-- START --

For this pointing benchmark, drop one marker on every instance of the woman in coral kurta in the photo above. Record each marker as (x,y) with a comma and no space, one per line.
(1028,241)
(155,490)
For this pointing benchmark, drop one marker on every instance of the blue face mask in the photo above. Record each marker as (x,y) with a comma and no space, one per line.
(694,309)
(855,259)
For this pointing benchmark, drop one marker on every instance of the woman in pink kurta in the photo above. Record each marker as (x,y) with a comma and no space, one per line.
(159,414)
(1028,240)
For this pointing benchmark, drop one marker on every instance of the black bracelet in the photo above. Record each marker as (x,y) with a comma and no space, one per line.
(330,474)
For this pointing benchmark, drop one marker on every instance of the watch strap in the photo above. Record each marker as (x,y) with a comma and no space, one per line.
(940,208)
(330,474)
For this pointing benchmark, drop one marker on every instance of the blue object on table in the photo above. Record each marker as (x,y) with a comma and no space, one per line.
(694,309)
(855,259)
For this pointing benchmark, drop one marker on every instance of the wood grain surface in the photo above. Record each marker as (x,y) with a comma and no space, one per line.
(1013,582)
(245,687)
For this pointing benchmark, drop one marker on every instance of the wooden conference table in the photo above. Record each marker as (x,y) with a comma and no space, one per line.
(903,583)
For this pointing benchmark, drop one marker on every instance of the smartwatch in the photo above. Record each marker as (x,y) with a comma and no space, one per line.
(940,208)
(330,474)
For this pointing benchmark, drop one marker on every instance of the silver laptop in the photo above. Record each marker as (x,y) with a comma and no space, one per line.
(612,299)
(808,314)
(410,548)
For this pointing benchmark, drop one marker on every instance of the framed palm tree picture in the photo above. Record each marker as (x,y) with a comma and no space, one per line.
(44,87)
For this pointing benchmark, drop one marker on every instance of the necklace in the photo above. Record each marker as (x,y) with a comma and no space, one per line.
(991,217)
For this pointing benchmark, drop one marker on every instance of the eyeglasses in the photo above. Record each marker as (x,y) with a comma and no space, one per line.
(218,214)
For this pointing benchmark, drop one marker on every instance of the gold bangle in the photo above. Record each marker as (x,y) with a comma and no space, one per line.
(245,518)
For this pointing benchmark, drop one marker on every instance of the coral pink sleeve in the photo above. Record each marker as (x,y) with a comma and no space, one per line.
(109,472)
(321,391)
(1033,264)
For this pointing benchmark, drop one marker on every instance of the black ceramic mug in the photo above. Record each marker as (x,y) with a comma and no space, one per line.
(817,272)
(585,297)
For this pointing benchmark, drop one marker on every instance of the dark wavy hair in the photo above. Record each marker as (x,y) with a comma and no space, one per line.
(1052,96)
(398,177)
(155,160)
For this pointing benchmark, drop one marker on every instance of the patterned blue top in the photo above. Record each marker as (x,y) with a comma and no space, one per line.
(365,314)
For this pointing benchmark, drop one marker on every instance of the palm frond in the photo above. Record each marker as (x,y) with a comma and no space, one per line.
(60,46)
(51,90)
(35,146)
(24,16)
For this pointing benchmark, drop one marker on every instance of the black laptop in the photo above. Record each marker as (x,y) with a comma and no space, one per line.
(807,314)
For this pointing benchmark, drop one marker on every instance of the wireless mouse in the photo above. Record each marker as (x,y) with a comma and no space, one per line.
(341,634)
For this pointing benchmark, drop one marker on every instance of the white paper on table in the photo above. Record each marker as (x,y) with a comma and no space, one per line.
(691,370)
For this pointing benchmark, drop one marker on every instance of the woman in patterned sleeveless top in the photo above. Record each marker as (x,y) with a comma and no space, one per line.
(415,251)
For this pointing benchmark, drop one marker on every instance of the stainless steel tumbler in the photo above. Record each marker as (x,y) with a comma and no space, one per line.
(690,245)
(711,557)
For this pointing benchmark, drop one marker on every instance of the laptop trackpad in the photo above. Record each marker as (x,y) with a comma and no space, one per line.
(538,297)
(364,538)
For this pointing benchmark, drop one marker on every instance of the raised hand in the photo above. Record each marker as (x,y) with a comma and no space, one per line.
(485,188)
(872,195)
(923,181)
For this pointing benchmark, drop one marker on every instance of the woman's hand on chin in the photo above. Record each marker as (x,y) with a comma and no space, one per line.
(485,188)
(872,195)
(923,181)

-- END --

Written exercise: Please write out all the items above again, substituting "pointing test" for every "pointing benchmark" and leaving everything else unchanged.

Full answer:
For this pointing test, drop one marker on every instance of the woman in coral kurta in the photo above. Record each marker as (x,y) with a comma and no space, one per line.
(1028,241)
(155,490)
For this pointing test, drop one marker on every instance of the blue face mask in the photo above. Record each marker as (x,y) with a comma and no space, one per line.
(694,309)
(855,259)
For this pointing test, drop one marker on every instance of the woman in pink kurta in the photo above. Record each marker as (x,y) with a comma and no space, one per line.
(159,414)
(1028,240)
For this pointing test, drop one marker on every instance of the black bracelet in the photo above. Record each marker as (x,y) with a comma and no space, one per line.
(330,474)
For this pointing test, drop one marker on every instance of the watch strap in the photo above. Record each marker as (x,y) with a comma and no space, one per line.
(940,208)
(330,474)
For this pointing test, drop one marker on every instance of the blue object on table in the photo above. Record each marker as (x,y) with a comma and no space, one per line.
(694,309)
(855,259)
For this pointing test, drop one marker on every instance of the wood grain surface in the photo above. Record each marker as (x,y) with a comma and no space, one per line.
(1013,582)
(245,687)
For this pointing test, drop one marker on every instance of the wooden conference table in the photo above. Record each marker as (x,y) with a comma and no space, one per line.
(903,583)
For this pointing test, drop one marker on every instance of the smartwatch in the photo above. Record each marker as (x,y) with a comma and no space, one per line.
(940,208)
(330,474)
For this pointing test, drop one marker on every instance of the silver laptop in the photo above. Record each marker as (x,y) with a comma and no space, one per line.
(612,299)
(808,314)
(410,548)
For this pointing test, drop one marker on every instance of the framed palm tree picture in the photo above. Record each marker as (x,y) with a comma and no space, one per line.
(44,87)
For this pointing test, drop one marker on every instance of the necklace in the photo above. Record each marker as (x,y) with a comma and no space, one per line.
(991,217)
For this pointing test, drop one marker on every instance of the eyeglasses in the photo above. Record each marker as (x,y) with a comma and no space, one per line.
(218,214)
For this pointing test, drop one marker on every instance of the gold bangle in the photo above. Record each marker as (x,y) with a comma and no space, one per line.
(245,518)
For this pointing test, drop one marker on every instance of the coral pink sleeve in the photo above. Record each marker as (x,y) with a comma and no space, one per line.
(109,472)
(321,391)
(1033,264)
For this pointing test, drop one marker on every instance of the black ceramic mug in the photo above. Record each marker as (x,y) with a comma and no space, one per line.
(817,272)
(585,297)
For this pointing test, drop one marker on every instance of the dark wavy hair in the photo above. Record each marker as (x,y) with a comma and no space, one per line.
(1052,96)
(398,177)
(155,160)
For this pointing test, drop one marker on every instance of the patterned blue top in the photo above. Record each marker as (x,y) with a comma and no space, one per line.
(365,314)
For this pointing test, drop one marker on every instance of the palm frond in the photo above. Record each marker as (x,y) with a comma and no space, one per line.
(60,46)
(51,90)
(35,146)
(24,16)
For this pointing test, drop one marker on every instance of the black laptop in the photo above. Record each marker as (x,y) with a comma and no space, one per line.
(807,314)
For this pointing test, drop one marker on every instance of the wireless mouse in the photo above. Record each marker as (x,y) with a comma and no space, one per line.
(341,634)
For this pointing test, drop one marker on every instance of the white paper on table in the photo above. Record each marker as (x,y) with a comma and no space, one per line.
(691,370)
For this pointing test, drop one marker on every instance of the woman in patterned sleeveless top in the photo above. Record each marker as (x,y) with a comma and no space, one per line.
(415,251)
For this pointing test, drop one marker on every instance of the stainless steel tumbler in the photo above. Record each marker as (x,y) with a comma and no space, one per line.
(690,245)
(711,557)
For this pointing test, drop one marker on every instance of the laptop trackpad in the photo above. Record each marker as (x,y) with a comma and no space, one per line.
(538,297)
(364,538)
For this pointing test, drop one marker on every instance of the raised hand in the photo above. Record each marker as (x,y) with a comma and no space, one per line.
(485,188)
(872,195)
(923,181)
For this pointing test, drop one marker on every instance of the woman's hand on chin in the photo above. Record each marker as (x,y) with a comma and no space, one per line.
(485,188)
(872,195)
(923,181)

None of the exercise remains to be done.